··· Source document

Black Flag 212 index

RACE CLASS and ORGANISATION



by SA WSF


(We recently observed a very fruitful discussion on race and class on the internet, particularly around "black" anarchism, special oppressions and the desirability of separate organisation.

One of the best and most comprehensive posts came from a member of the Workers Solidarity Federation of South Africa, an anarchist/syndicalist group with a majority African component, which while personal, reflects their politics and positions on these matters.

Interest in anarchism is growing throughout the world. There are active groups in most parts of the world, with the exception of the Indian subcontinent, Antarctica and as far as we know the Chinese dictatorship. This process will no doubt accelerate and there is a challenge for us to make our ideas accessible.

But as our South African comrades point out below, "it was the ability of anarchism to provide alternatives and to pay special attention to the specific needs of these different sections of the working class in order to unite the whole class that made the success (of the Cuban anarchists and IWW) possible" not "a revision of anarchism to accommodate nationalism".

RACE CLASS and ORGANISATION

It is claimed that Anarchism as currently constituted is unable to attract Black people, and other specially oppressed minorities. It is therefore argued that we should thus endorse separate Black-only anarchist/ community organisations that may in some (vague and unspecified) cases associate with "white" groups - "white" groups should "work among" "their own" people etc.)

These arguments are wrong or lacking in clarity.

······

## Task details
In the race and class article, how is the Workers Solidarity Federation of South Africa described?

··· Data

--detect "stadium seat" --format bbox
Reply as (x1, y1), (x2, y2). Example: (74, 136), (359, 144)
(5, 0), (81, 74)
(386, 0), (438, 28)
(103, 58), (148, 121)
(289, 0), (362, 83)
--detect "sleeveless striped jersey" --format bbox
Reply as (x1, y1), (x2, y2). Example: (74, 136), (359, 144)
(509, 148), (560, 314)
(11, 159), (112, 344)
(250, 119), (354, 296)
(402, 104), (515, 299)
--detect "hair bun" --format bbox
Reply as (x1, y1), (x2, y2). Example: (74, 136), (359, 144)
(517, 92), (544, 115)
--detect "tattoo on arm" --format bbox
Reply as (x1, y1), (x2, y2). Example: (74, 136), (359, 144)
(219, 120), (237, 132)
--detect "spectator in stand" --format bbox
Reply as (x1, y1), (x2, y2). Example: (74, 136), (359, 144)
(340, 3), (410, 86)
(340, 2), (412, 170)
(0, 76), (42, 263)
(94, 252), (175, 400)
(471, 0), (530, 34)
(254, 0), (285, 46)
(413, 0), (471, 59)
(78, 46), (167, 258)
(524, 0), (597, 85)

······

## The solution
It is an anarchist/syndicalist group with a majority African component.